REQUIRED ACTION ::
Please write out exactly the lines of the data below from the line holding "positive clicks: (374, 169) (368, 168)" through the line holding "150L37 151L39 161L48", and leave out the rest.

DATA section start

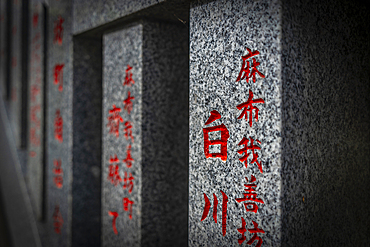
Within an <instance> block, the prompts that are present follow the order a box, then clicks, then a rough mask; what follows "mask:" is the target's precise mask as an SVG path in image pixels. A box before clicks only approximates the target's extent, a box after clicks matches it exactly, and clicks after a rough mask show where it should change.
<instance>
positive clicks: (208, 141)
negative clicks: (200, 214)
mask: <svg viewBox="0 0 370 247" xmlns="http://www.w3.org/2000/svg"><path fill="white" fill-rule="evenodd" d="M247 51H248V54H247V55H245V56H242V60H243V62H242V68H241V70H240V72H239V75H238V77H237V79H236V82H238V81H241V80H244V79H245V80H246V82H247V83H249V79H251V81H253V83H255V82H256V74H257V75H259V76H260V77H262V78H265V75H264V74H262V73H261V72H260V71H258V70H257V66H258V65H260V63H259V62H257V61H256V59H255V58H252V57H253V56H256V55H258V54H259V52H258V51H254V52H252V51H251V50H250V49H249V48H247ZM250 58H252V63H251V65H250V61H248V59H250ZM253 98H254V96H253V92H252V90H250V89H249V97H248V100H247V102H244V103H241V104H239V105H237V106H236V108H237V109H238V110H242V112H241V114H240V115H239V116H238V119H243V117H245V120H247V121H248V123H249V126H250V127H251V128H252V123H253V112H254V113H255V114H254V116H255V120H256V121H258V111H259V109H258V108H257V107H256V106H255V105H254V104H263V103H265V101H264V100H263V99H261V98H259V99H253ZM248 115H249V117H248ZM219 119H221V114H220V113H219V112H218V111H217V110H213V111H211V112H210V116H209V118H208V120H207V121H206V123H205V125H209V124H211V123H213V122H214V121H216V120H219ZM212 132H220V133H221V135H220V139H213V140H210V134H211V133H212ZM229 137H230V134H229V130H228V128H227V127H226V126H225V125H224V124H223V123H222V124H220V125H216V126H213V127H206V128H203V138H204V139H203V141H204V155H205V158H206V159H208V158H219V159H221V160H222V161H223V162H225V161H226V160H227V142H228V139H229ZM256 143H258V144H261V142H260V141H259V140H257V139H253V138H252V137H247V138H245V137H243V138H242V140H240V142H239V144H238V145H239V146H243V145H244V148H241V149H240V150H238V151H237V152H238V153H239V154H242V155H243V156H242V157H241V158H239V161H240V162H242V163H244V165H245V167H246V168H247V167H248V161H249V163H250V164H255V165H257V167H258V170H259V171H260V173H263V169H262V164H261V162H260V161H259V160H258V154H257V153H256V151H255V150H260V149H261V147H260V146H258V145H257V144H256ZM248 144H249V145H248ZM213 145H219V146H220V152H213V153H211V152H210V147H211V146H213ZM248 151H250V152H251V153H248ZM250 154H252V155H251V156H250ZM245 179H246V181H247V183H246V184H244V186H245V189H244V191H245V193H242V194H243V197H241V198H235V201H236V202H237V203H242V202H243V203H244V208H245V210H246V212H252V213H257V211H258V205H257V204H256V203H261V204H264V201H263V200H262V199H260V198H258V197H257V196H258V195H257V193H256V191H255V187H256V184H255V183H254V182H256V178H255V176H254V175H253V174H252V175H251V178H250V179H248V177H245ZM220 192H221V194H222V235H223V236H225V235H226V231H227V204H228V202H229V197H228V196H227V195H226V194H225V192H223V191H222V190H221V191H220ZM203 196H204V210H203V215H202V218H201V219H200V220H201V221H204V220H205V219H206V218H207V216H208V214H209V210H210V207H211V202H210V200H209V198H208V196H207V195H206V194H205V193H203ZM213 202H214V206H213V213H212V216H213V219H214V222H215V223H217V206H218V198H217V196H216V194H215V193H213ZM241 220H242V227H241V228H238V229H237V231H238V232H239V233H240V234H242V236H241V237H240V238H239V239H238V243H239V244H240V245H241V244H242V243H243V242H244V241H245V240H246V236H245V233H246V231H247V230H246V228H245V227H246V221H245V220H244V218H243V217H242V218H241ZM252 223H253V226H254V228H252V229H248V231H249V232H250V233H251V234H253V236H252V237H251V239H250V240H249V241H248V242H247V244H248V245H252V244H253V243H254V242H255V241H258V242H257V245H256V246H258V247H259V246H261V244H262V242H263V241H262V238H261V237H260V236H258V235H257V233H265V232H264V230H263V229H260V228H258V223H256V222H255V221H253V220H252Z"/></svg>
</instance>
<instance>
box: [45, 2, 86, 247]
mask: <svg viewBox="0 0 370 247" xmlns="http://www.w3.org/2000/svg"><path fill="white" fill-rule="evenodd" d="M47 7H48V18H47V20H48V23H47V34H48V35H47V73H46V75H47V81H46V83H47V108H46V116H47V129H46V135H47V138H46V143H47V146H46V152H47V156H46V161H47V163H46V170H45V172H46V174H47V183H46V185H45V186H46V188H45V190H46V191H47V195H46V198H45V199H46V200H47V213H46V222H47V224H46V225H45V226H44V227H45V228H46V231H47V232H48V234H49V235H50V236H53V237H52V238H51V239H50V242H49V245H50V246H70V245H71V237H72V236H71V234H72V232H71V227H72V201H71V194H72V111H73V108H72V100H73V97H72V96H73V94H72V93H73V90H72V86H73V83H72V78H73V76H72V49H73V46H72V11H71V8H72V3H71V1H58V0H53V1H49V4H48V6H47ZM81 237H82V236H81Z"/></svg>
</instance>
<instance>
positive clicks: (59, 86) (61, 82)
mask: <svg viewBox="0 0 370 247" xmlns="http://www.w3.org/2000/svg"><path fill="white" fill-rule="evenodd" d="M63 67H64V63H62V64H56V65H55V66H54V84H55V85H58V84H59V87H58V90H59V91H63Z"/></svg>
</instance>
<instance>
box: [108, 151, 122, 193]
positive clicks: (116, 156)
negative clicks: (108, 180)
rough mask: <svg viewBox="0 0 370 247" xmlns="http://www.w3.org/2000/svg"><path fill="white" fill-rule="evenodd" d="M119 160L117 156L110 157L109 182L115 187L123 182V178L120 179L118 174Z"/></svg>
mask: <svg viewBox="0 0 370 247" xmlns="http://www.w3.org/2000/svg"><path fill="white" fill-rule="evenodd" d="M118 162H119V160H118V158H117V155H114V158H112V156H111V157H110V160H109V163H110V164H111V165H109V174H108V180H109V181H110V182H111V183H112V184H114V186H117V184H118V183H120V182H122V178H121V177H120V175H119V173H118V169H119V167H118V164H117V163H118Z"/></svg>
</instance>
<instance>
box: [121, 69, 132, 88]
mask: <svg viewBox="0 0 370 247" xmlns="http://www.w3.org/2000/svg"><path fill="white" fill-rule="evenodd" d="M131 69H132V67H131V66H130V65H128V64H127V69H126V75H125V81H124V82H123V86H126V85H127V86H129V87H130V86H131V85H133V84H135V81H134V80H133V79H132V72H131Z"/></svg>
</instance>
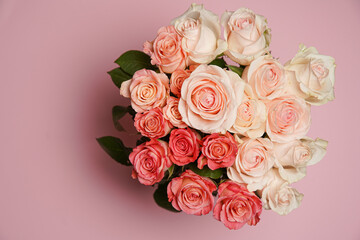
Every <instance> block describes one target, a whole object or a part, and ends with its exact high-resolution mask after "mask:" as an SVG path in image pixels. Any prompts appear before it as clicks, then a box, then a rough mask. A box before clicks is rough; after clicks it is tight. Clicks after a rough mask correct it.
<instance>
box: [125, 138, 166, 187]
mask: <svg viewBox="0 0 360 240" xmlns="http://www.w3.org/2000/svg"><path fill="white" fill-rule="evenodd" d="M167 155H168V144H167V143H166V142H164V141H161V140H155V139H151V140H150V141H149V142H146V143H143V144H141V145H139V146H137V147H136V148H134V149H133V151H132V153H130V155H129V159H130V162H131V163H132V165H133V166H134V169H133V172H132V177H133V178H134V179H136V178H137V179H139V182H140V183H142V184H144V185H153V184H155V183H157V182H160V181H161V179H162V178H163V177H164V172H165V171H166V170H167V169H168V168H169V167H170V166H171V165H172V163H171V161H170V159H169V158H168V157H167Z"/></svg>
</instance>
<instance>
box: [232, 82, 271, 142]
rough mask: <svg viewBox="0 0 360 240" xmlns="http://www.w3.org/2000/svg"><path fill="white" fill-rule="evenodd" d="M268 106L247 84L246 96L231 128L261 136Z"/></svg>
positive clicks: (242, 133)
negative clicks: (266, 110) (261, 100)
mask: <svg viewBox="0 0 360 240" xmlns="http://www.w3.org/2000/svg"><path fill="white" fill-rule="evenodd" d="M265 123H266V106H265V104H264V103H263V102H262V101H261V100H259V99H257V97H256V96H255V95H254V94H253V91H252V89H251V86H250V85H249V84H246V85H245V91H244V97H243V100H242V102H241V104H240V106H239V107H238V109H237V114H236V120H235V123H234V125H233V126H232V127H231V129H230V130H229V131H230V132H233V133H238V134H241V135H243V136H246V137H250V138H258V137H261V136H262V135H263V134H264V132H265Z"/></svg>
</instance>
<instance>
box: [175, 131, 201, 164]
mask: <svg viewBox="0 0 360 240" xmlns="http://www.w3.org/2000/svg"><path fill="white" fill-rule="evenodd" d="M200 142H201V141H200V135H199V134H198V133H196V132H195V131H193V130H191V129H190V128H186V129H174V130H172V131H171V134H170V140H169V148H170V153H169V158H170V160H171V161H172V162H173V163H175V164H176V165H178V166H184V165H186V164H188V163H191V162H195V161H196V159H197V158H198V156H199V153H200Z"/></svg>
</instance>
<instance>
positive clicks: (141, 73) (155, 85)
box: [120, 69, 170, 112]
mask: <svg viewBox="0 0 360 240" xmlns="http://www.w3.org/2000/svg"><path fill="white" fill-rule="evenodd" d="M120 94H121V95H122V96H124V97H127V98H131V106H132V108H133V109H134V110H135V111H136V112H145V111H147V110H150V109H153V108H155V107H163V106H164V105H165V104H166V98H167V97H168V96H169V95H170V87H169V78H168V77H167V76H166V74H164V73H156V72H154V71H152V70H146V69H142V70H139V71H137V72H135V74H134V76H133V78H132V79H131V80H128V81H125V82H123V83H122V84H121V88H120Z"/></svg>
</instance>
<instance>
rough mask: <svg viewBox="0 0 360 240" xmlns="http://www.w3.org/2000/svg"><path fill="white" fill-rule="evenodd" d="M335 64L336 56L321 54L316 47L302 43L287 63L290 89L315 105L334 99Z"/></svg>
mask: <svg viewBox="0 0 360 240" xmlns="http://www.w3.org/2000/svg"><path fill="white" fill-rule="evenodd" d="M335 66H336V65H335V59H334V58H332V57H329V56H325V55H320V54H319V53H318V51H317V50H316V48H314V47H309V48H306V47H305V46H304V45H303V44H301V45H300V49H299V52H298V53H297V54H296V56H295V57H294V58H293V59H292V60H291V61H289V62H288V63H286V64H285V69H286V70H287V71H288V78H289V81H290V91H291V92H292V93H294V94H296V95H298V96H299V97H302V98H304V99H305V100H306V102H308V103H310V104H313V105H322V104H325V103H327V102H328V101H331V100H333V99H334V98H335V96H334V83H335Z"/></svg>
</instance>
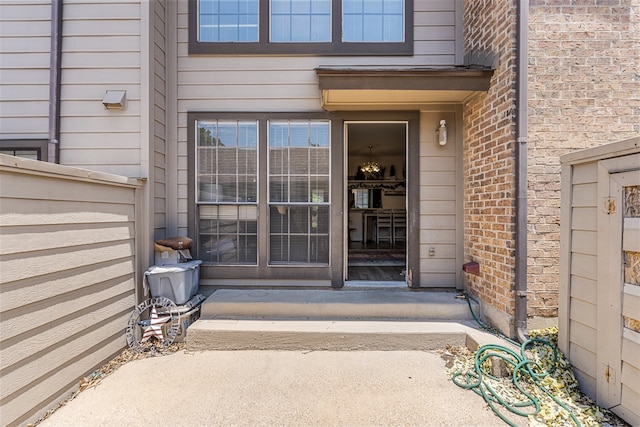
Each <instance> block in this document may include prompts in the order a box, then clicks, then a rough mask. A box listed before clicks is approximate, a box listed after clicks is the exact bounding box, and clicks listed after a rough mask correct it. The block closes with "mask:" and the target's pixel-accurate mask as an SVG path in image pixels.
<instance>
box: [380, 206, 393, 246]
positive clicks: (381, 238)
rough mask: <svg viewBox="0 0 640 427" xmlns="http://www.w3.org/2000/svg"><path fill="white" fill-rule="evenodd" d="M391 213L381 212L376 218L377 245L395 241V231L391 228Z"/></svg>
mask: <svg viewBox="0 0 640 427" xmlns="http://www.w3.org/2000/svg"><path fill="white" fill-rule="evenodd" d="M391 221H392V219H391V211H389V210H380V211H378V215H377V218H376V243H380V241H387V242H389V243H391V242H392V240H393V230H392V228H391Z"/></svg>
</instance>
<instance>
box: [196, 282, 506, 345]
mask: <svg viewBox="0 0 640 427" xmlns="http://www.w3.org/2000/svg"><path fill="white" fill-rule="evenodd" d="M457 296H458V293H457V292H429V291H421V292H416V291H411V290H406V291H398V290H395V291H389V290H384V289H382V290H372V289H370V290H349V291H345V290H332V289H331V290H301V289H299V290H291V289H284V290H263V289H247V290H241V289H219V290H216V291H215V292H214V293H213V294H211V296H209V298H207V300H206V301H204V302H203V304H202V307H201V317H200V319H198V320H197V321H196V322H195V323H193V324H192V325H191V326H190V327H189V330H188V333H187V337H186V340H185V341H186V344H187V348H188V349H190V350H194V351H195V350H306V351H313V350H378V351H390V350H407V351H408V350H434V349H438V348H445V347H446V346H447V345H453V346H466V347H468V348H471V349H473V348H476V347H477V346H478V345H479V344H484V343H486V342H489V341H491V340H492V339H493V338H491V337H493V336H492V335H491V334H488V333H486V332H483V331H481V330H480V329H479V328H477V327H476V326H475V324H474V322H473V320H472V319H473V315H472V314H471V312H470V310H469V305H468V303H467V300H466V299H460V298H457ZM471 305H472V307H473V309H474V313H477V310H478V305H477V303H472V304H471ZM495 342H500V340H499V339H498V338H497V337H495Z"/></svg>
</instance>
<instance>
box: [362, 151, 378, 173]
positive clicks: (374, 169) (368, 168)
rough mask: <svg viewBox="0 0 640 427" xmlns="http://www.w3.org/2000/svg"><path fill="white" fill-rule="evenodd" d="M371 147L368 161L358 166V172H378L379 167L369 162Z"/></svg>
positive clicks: (369, 152)
mask: <svg viewBox="0 0 640 427" xmlns="http://www.w3.org/2000/svg"><path fill="white" fill-rule="evenodd" d="M372 148H373V145H370V146H369V161H368V162H366V163H364V164H363V165H362V166H360V170H361V171H362V172H364V173H378V172H380V165H379V164H377V163H376V162H374V161H373V160H371V149H372Z"/></svg>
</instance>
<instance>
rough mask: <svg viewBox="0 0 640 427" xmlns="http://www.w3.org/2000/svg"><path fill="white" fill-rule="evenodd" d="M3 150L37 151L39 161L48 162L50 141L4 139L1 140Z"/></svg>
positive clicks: (39, 140) (19, 139) (42, 139)
mask: <svg viewBox="0 0 640 427" xmlns="http://www.w3.org/2000/svg"><path fill="white" fill-rule="evenodd" d="M0 149H2V150H36V151H37V152H38V160H41V161H47V157H48V156H47V154H48V152H49V141H47V140H46V139H4V140H0Z"/></svg>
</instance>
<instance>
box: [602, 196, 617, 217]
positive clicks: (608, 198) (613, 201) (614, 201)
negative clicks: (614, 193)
mask: <svg viewBox="0 0 640 427" xmlns="http://www.w3.org/2000/svg"><path fill="white" fill-rule="evenodd" d="M604 212H605V213H606V214H607V215H611V214H614V213H615V212H616V199H614V198H613V197H607V198H605V199H604Z"/></svg>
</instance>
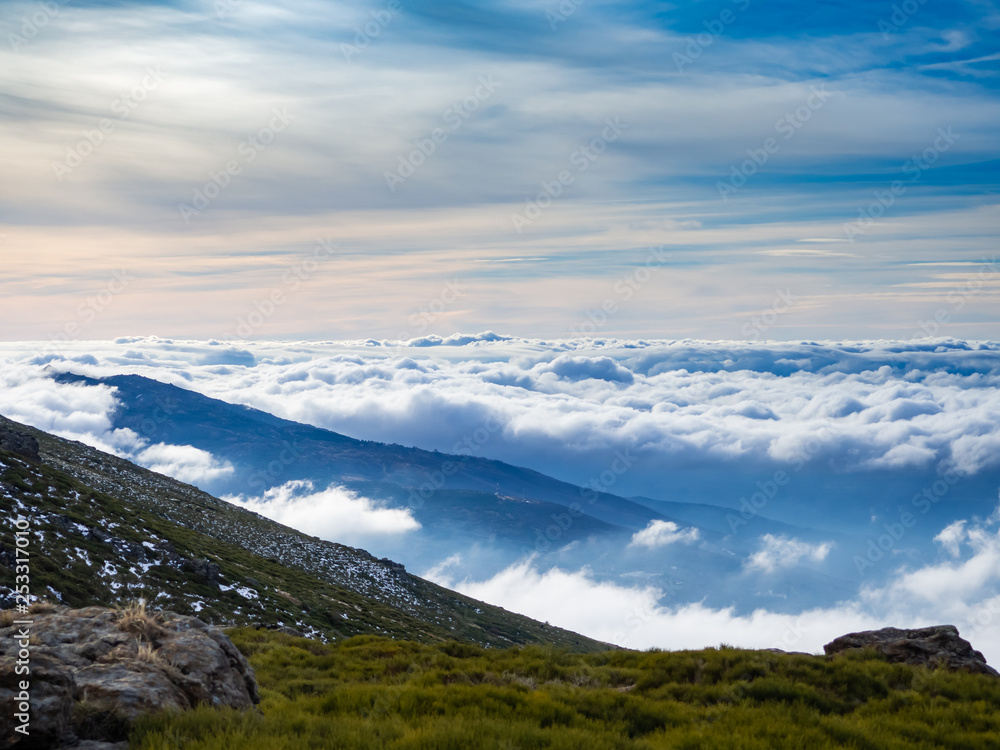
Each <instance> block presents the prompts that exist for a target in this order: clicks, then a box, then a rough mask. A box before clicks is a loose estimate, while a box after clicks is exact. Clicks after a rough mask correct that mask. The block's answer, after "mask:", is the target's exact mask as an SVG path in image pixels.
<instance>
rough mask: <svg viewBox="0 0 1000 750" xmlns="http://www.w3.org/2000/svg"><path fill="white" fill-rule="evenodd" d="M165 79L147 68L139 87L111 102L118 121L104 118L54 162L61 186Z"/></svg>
mask: <svg viewBox="0 0 1000 750" xmlns="http://www.w3.org/2000/svg"><path fill="white" fill-rule="evenodd" d="M165 79H166V74H165V73H164V72H163V71H162V70H161V69H160V66H159V65H157V66H156V67H154V68H146V72H145V75H144V76H143V77H142V80H141V81H140V82H139V83H137V84H136V85H135V86H133V87H132V88H131V89H130V90H129V91H126V92H124V93H122V94H121V95H120V96H119V97H118V98H117V99H115V100H114V101H113V102H111V111H112V112H114V113H115V114H116V115H117V117H116V118H114V119H112V118H110V117H102V118H101V119H100V121H99V122H98V123H97V127H96V128H94V129H93V130H84V131H83V138H81V139H80V140H79V141H77V142H76V143H75V144H74V145H72V146H68V147H67V148H66V156H65V158H64V159H63V160H62V161H54V162H52V171H53V172H54V173H55V176H56V179H57V180H58V181H59V182H62V181H63V180H65V179H66V178H67V177H69V176H70V175H71V174H73V170H75V169H77V168H78V167H79V166H80V165H81V164H83V163H84V162H85V161H86V160H87V159H89V158H90V157H91V156H92V155H93V154H94V153H95V152H96V151H97V150H98V149H100V148H101V146H103V145H104V144H105V143H106V142H107V139H108V136H110V135H111V134H112V133H114V132H115V131H116V130H117V129H118V124H119V123H121V122H124V121H125V120H127V119H128V118H129V117H131V116H132V113H133V112H134V111H135V110H136V109H137V108H138V107H139V105H141V104H142V103H143V102H144V101H146V99H148V98H149V95H150V94H151V93H152V92H154V91H156V90H157V89H158V88H159V87H160V84H161V83H163V81H164V80H165Z"/></svg>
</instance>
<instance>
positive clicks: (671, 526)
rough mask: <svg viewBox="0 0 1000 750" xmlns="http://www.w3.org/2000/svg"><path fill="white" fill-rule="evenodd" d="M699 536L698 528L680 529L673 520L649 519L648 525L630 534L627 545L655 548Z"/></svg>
mask: <svg viewBox="0 0 1000 750" xmlns="http://www.w3.org/2000/svg"><path fill="white" fill-rule="evenodd" d="M699 536H700V535H699V532H698V529H695V528H689V529H681V527H680V526H678V525H677V524H676V523H674V522H673V521H650V522H649V526H647V527H646V528H644V529H643V530H642V531H639V532H637V533H635V534H633V535H632V541H630V542H629V546H630V547H648V548H649V549H657V548H659V547H666V546H667V545H668V544H674V543H675V542H682V543H690V542H696V541H698V537H699Z"/></svg>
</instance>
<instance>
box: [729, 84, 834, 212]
mask: <svg viewBox="0 0 1000 750" xmlns="http://www.w3.org/2000/svg"><path fill="white" fill-rule="evenodd" d="M809 90H810V94H809V97H808V98H807V99H806V101H805V103H804V104H801V105H799V106H798V107H796V108H795V109H794V110H792V111H791V112H786V113H785V114H784V115H782V116H781V117H780V118H778V120H777V122H775V123H774V130H775V132H776V133H777V134H778V135H780V136H781V138H782V140H783V141H789V140H791V139H792V138H794V137H795V134H796V133H798V132H799V130H800V129H801V128H802V126H803V125H805V124H806V123H807V122H809V120H810V119H812V116H813V114H814V113H815V112H819V110H821V109H822V108H823V105H824V104H826V102H827V100H828V99H829V98H830V97H831V96H832V94H831V93H830V92H829V91H827V90H826V84H822V85H820V86H818V87H817V86H811V87H810V89H809ZM780 150H781V143H780V142H779V141H778V139H777V138H765V139H764V142H763V143H761V145H760V146H759V147H758V148H748V149H747V156H749V157H750V158H749V159H746V160H744V161H743V162H741V163H740V164H739V165H736V164H733V165H731V166H730V170H729V180H728V182H723V181H721V180H719V181H718V182H716V183H715V188H716V190H718V191H719V197H720V198H722V200H724V201H725V200H729V196H730V195H731V194H732V193H735V192H736V191H737V190H739V189H740V188H741V187H743V186H744V185H746V184H747V180H749V179H750V178H751V177H753V176H754V175H755V174H757V172H759V171H760V169H761V168H762V167H763V166H764V165H765V164H767V162H768V161H769V160H770V158H771V157H772V156H774V155H775V154H776V153H778V151H780Z"/></svg>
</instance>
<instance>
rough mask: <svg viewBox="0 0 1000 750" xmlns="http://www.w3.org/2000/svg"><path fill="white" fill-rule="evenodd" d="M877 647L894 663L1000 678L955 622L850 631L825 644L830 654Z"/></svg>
mask: <svg viewBox="0 0 1000 750" xmlns="http://www.w3.org/2000/svg"><path fill="white" fill-rule="evenodd" d="M864 648H873V649H875V650H876V651H877V652H878V653H880V654H882V655H884V656H885V657H887V658H888V660H889V661H891V662H897V663H901V664H913V665H917V666H925V667H931V668H934V667H944V668H945V669H949V670H952V671H965V672H973V673H975V674H985V675H990V676H992V677H1000V673H998V672H997V671H996V670H995V669H993V668H992V667H990V666H989V665H988V664H987V663H986V659H985V658H984V657H983V655H982V654H981V653H980V652H978V651H976V650H975V649H973V648H972V644H971V643H969V642H968V641H967V640H965V639H964V638H960V637H959V634H958V628H956V627H955V626H954V625H936V626H934V627H929V628H916V629H914V630H901V629H899V628H883V629H882V630H867V631H864V632H861V633H849V634H847V635H842V636H840V638H837V639H836V640H833V641H831V642H830V643H828V644H826V645H825V646H824V647H823V650H824V651H825V652H826V653H827V655H828V656H829V655H833V654H839V653H843V652H850V651H856V650H861V649H864Z"/></svg>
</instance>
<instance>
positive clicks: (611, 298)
mask: <svg viewBox="0 0 1000 750" xmlns="http://www.w3.org/2000/svg"><path fill="white" fill-rule="evenodd" d="M670 257H671V254H670V253H669V252H666V251H665V250H664V249H663V245H660V246H659V247H654V248H651V249H650V251H649V255H648V256H647V257H646V260H645V262H644V263H643V265H642V266H641V267H640V268H637V269H636V270H635V271H630V272H629V273H626V274H625V275H624V276H622V277H621V278H620V279H619V280H618V281H616V282H615V284H614V286H613V287H612V291H613V292H614V294H613V295H611V296H608V297H606V298H605V299H604V301H603V302H601V304H600V306H599V307H596V308H594V309H591V310H587V312H586V313H584V317H585V318H586V321H584V322H582V323H580V325H578V326H571V327H570V329H569V332H570V334H571V335H574V336H590V335H592V334H594V333H597V331H598V330H600V329H601V328H603V327H604V326H606V325H607V324H608V321H609V320H611V318H612V317H613V316H615V315H617V314H618V313H619V312H620V311H621V309H622V305H623V303H625V302H628V301H629V300H630V299H632V297H634V296H635V294H636V292H638V291H639V290H640V289H641V288H642V287H643V286H644V285H645V284H647V283H649V281H651V280H652V278H653V277H654V276H655V275H656V273H657V271H659V269H660V268H661V267H663V266H664V265H666V263H667V261H668V260H669V259H670Z"/></svg>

DATA section end

RESPONSE TO THE TASK ::
positive clicks: (374, 169) (368, 168)
rough mask: <svg viewBox="0 0 640 427" xmlns="http://www.w3.org/2000/svg"><path fill="white" fill-rule="evenodd" d="M371 147L368 161L358 166V172H378L379 167L369 162Z"/></svg>
positive clicks: (369, 152)
mask: <svg viewBox="0 0 640 427" xmlns="http://www.w3.org/2000/svg"><path fill="white" fill-rule="evenodd" d="M372 148H373V145H370V146H369V161H368V162H366V163H364V164H363V165H362V166H360V170H361V171H362V172H364V173H378V172H380V165H379V164H377V163H376V162H374V161H373V160H371V149H372Z"/></svg>
</instance>
<instance>
rough mask: <svg viewBox="0 0 640 427" xmlns="http://www.w3.org/2000/svg"><path fill="white" fill-rule="evenodd" d="M3 150L37 151L39 161L48 162L50 141L4 139L1 140Z"/></svg>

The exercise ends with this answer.